**Data records:**

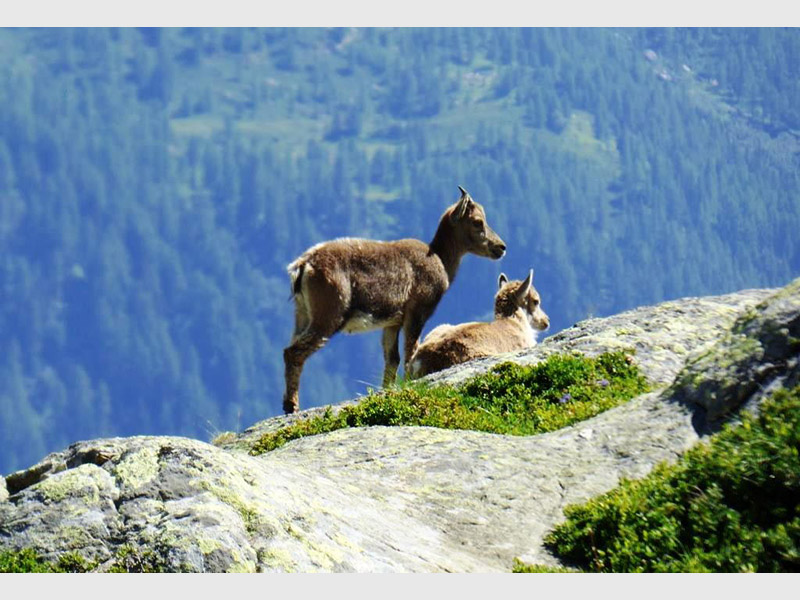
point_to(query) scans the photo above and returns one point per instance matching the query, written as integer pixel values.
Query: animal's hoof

* * *

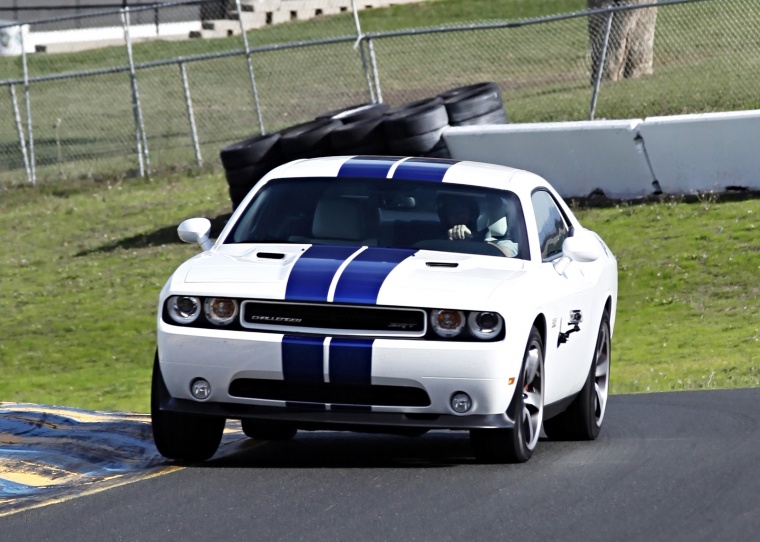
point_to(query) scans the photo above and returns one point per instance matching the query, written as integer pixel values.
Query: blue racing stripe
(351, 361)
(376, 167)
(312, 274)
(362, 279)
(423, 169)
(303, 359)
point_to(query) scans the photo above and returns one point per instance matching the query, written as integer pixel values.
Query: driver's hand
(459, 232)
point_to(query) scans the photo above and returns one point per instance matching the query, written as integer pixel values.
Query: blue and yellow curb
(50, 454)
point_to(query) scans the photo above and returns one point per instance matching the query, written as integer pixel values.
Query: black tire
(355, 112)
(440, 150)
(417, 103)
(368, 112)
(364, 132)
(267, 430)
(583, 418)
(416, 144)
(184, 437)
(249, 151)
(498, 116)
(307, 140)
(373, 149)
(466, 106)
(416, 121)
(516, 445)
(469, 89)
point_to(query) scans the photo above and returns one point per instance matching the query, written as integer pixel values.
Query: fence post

**Goal of the exercise:**
The required output is every line above from the one with "Query: driver's hand" down to the one with "Query: fence post", restated word for word, ends included.

**Exercise response:**
Query: driver's hand
(459, 232)
point_to(query) scans the photo above and returns one point per instance matching the query, written as integer pixel values.
Query: blue and yellow curb
(50, 454)
point_to(query) scans the photo above and returns one point per instance matching the query, written as integer pixel values.
Query: black tire
(355, 112)
(440, 150)
(417, 103)
(368, 112)
(364, 132)
(267, 430)
(583, 418)
(416, 144)
(184, 437)
(249, 151)
(498, 116)
(307, 140)
(373, 149)
(466, 106)
(416, 121)
(516, 445)
(469, 89)
point_to(query) scans the photo above and returns one point per instance matching the query, written as integer pixel values.
Query: fence post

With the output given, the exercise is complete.